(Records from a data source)
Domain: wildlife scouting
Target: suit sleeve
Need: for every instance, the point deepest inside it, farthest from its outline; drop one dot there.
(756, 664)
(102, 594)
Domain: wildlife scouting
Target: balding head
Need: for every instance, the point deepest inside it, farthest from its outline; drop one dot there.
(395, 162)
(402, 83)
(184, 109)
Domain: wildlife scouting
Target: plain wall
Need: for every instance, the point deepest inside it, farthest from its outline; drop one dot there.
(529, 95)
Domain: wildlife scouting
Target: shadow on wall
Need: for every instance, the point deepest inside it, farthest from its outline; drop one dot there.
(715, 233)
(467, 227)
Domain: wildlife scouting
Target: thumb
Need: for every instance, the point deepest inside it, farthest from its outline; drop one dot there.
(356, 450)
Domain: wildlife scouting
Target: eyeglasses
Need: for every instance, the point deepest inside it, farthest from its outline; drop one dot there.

### Stated exercise
Update the records above by swapping "wildlife scouting" for "nature survey" everywhere it appears, and leave everything else the same.

### Solution
Domain: nature survey
Target: suit sleeve
Need: for every instance, the point deepest inside it, farthest from its outline; drop one dot there.
(756, 664)
(102, 594)
Domain: nature survey
Target: balding head
Need: for every instance, the point deepest inside it, farthest from its outline; drop one dot there.
(395, 162)
(402, 83)
(184, 109)
Domain: nature survey
Target: plain wall
Need: for every instance, the point deepest inside it, farthest from its outline; drop one dot there.
(529, 95)
Domain: nature survey
Target: shadow on wall
Need: for every instance, the point deepest inside it, farthest from its outline; drop one dot there.
(715, 233)
(467, 227)
Domain: nature survey
Target: thumb
Need: for every instance, the point deepest inside it, farthest from its outline; drop one dot there.
(356, 450)
Domain: nature survey
Target: eyeglasses
Need: for every instance, the point deepest inside it, farthest from its outline; drop one dot there.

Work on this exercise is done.